WHAT TO WORK ON
a) In the article on grass for sheep, copy out word for word the passage from "It makes sense" to "the grazing season.".
b) Continue the article on grass for sheep, picking up after its last sentence.

EXCERPT TO READ
====
“There’s a lot to be gained from giving sheep a good bite from a quality grass sward,” says Limagrain UK’s Forage Crops Product Manager, John Spence.
“Both ewe and lamb performance will improve if there’s good grass of high feed value on offer through the season.”
It’s well known that grass yield and feed value falls away after a peak in year one. Whilst good grassland management will help to protect yield and feed value, it won’t alter the trend.
Recent results from a Limagrain four-year trial on grass plots using more than 30 mixtures, found that yields fell by an average of 40% from year one to year four. Grass and feed quality was measured through the season – not just in spring – under both grazing and conservation management.
“Spring is a good time to access the quality of the sward,” adds Mr Spence, “and to decide which swards would benefit from a reseed. Reseeding is estimated to cost between £430 and £700 per hectare, depending on cultivations needed, but this is easily justified in additional yield and feed value, compared to older swards or those in poor condition.”
Upgrade the mixture
Farmers can add more value to their reseed by choosing their mixture carefully. “Grass-seed mixtures will have a number of grass varieties included and these will each play a part in the yield, feed value, disease tolerance and growing pattern through the season,” says Mr Spence.
It makes sense to choose a mixture that has demonstrated its performance in mixture trials, as well as having a proven track record on-farm. It costs the same to grow ‘good’ grass as ‘bad’ grass.
“Our trials showed an increase of up to 8% in dry matter yields between the best mixtures and the control, and up to 2.5% difference in digestible fibre content of the grazing mixtures.”
A good sheep mix
A mixture with reliable performance in a range of conditions best suits sheep producers. “Select a mixture with mid – or intermediate – and late perennial ryegrasses,” says Mr Spence.
“Ryegrasses are the cornerstone of UK grass seed mixtures, due to their persistency and high yield characteristics, and one with mid-and late-season varieties will add extra ground cover and persistency throughout the grazing season.
“Including Timothy is ideal as it grows in early spring, before the ryegrasses, and then has another growth surge in mid-summer, when might ryegrasses slow down.”
He also encourages farmers to use a mixture with white-clover blends that, as a legume, has nitrogen-fixing abilities. White clover also has a high feed value and contributes significantly to liveweight gain. “Clovers are the single most important component of a mixture when it comes to liveweight gain in lambs,” he adds.
====
RAW DATA
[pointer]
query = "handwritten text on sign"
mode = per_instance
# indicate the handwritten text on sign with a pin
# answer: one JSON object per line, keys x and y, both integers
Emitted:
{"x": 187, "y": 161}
====
OUTPUTS FOR THE TASKS
a)
It makes sense to choose a mixture that has demonstrated its performance in mixture trials, as well as having a proven track record on-farm. It costs the same to grow ‘good’ grass as ‘bad’ grass.
“Our trials showed an increase of up to 8% in dry matter yields between the best mixtures and the control, and up to 2.5% difference in digestible fibre content of the grazing mixtures.”
A good sheep mix
A mixture with reliable performance in a range of conditions best suits sheep producers. “Select a mixture with mid – or intermediate – and late perennial ryegrasses,” says Mr Spence.
“Ryegrasses are the cornerstone of UK grass seed mixtures, due to their persistency and high yield characteristics, and one with mid-and late-season varieties will add extra ground cover and persistency throughout the grazing season.

b)
Castlehill in the limelight
Mr Spence highlights Sinclair McGill’s long-term mixture Castlehill as an ideal choice for sheep farmers. “It’s highly reliable and consistent for most soil types and climate,” he adds.
It is the mix of grass varieties that gives Castlehill the edge with a combination of specialized mid- and late-perennial ryegrasses and a good proportion of Timothy, plus some white clover.
“These are the core components. We have a variation of Castlehill, particularly suited for Scotland and Northern Ireland, which includes some Meadow Fescue. This variety is nutritious and leafy and will out yield the perennial ryegrass under low fertility conditions.”
The relatively new, high-performance intermediate tetraploid perennial ryegrasses Pensel and Timing are included in Castlehill.
Pensel brings high sugar content and high digestibility, and it stays leafy for longer than many other intermediate perennial ryegrasses. It also adds disease-resistance benefits to the mixture, particularly against Crown Rust, Drechslera and mildew.
Timing adds a dense ground cover and a good seasonal distribution of grass, which are both merits in a sheep grazing sward.
“Timothy is also particularly valuable in sheep grazing mixtures,” adds Mr Spence. “It copes well with wetter, colder conditions, starting to grow at lower temperatures than ryegrasses. And it is very winter hardy and will grow in poor soils. It will also continue growth and maintain palatability through summer.”
While some farmers may balk at the cost of reseeding, a regular programme is good practice. “Not only does it promote yield and feed output, but it also gives farmers the opportunity to introduce improved seed mixtures,” he says.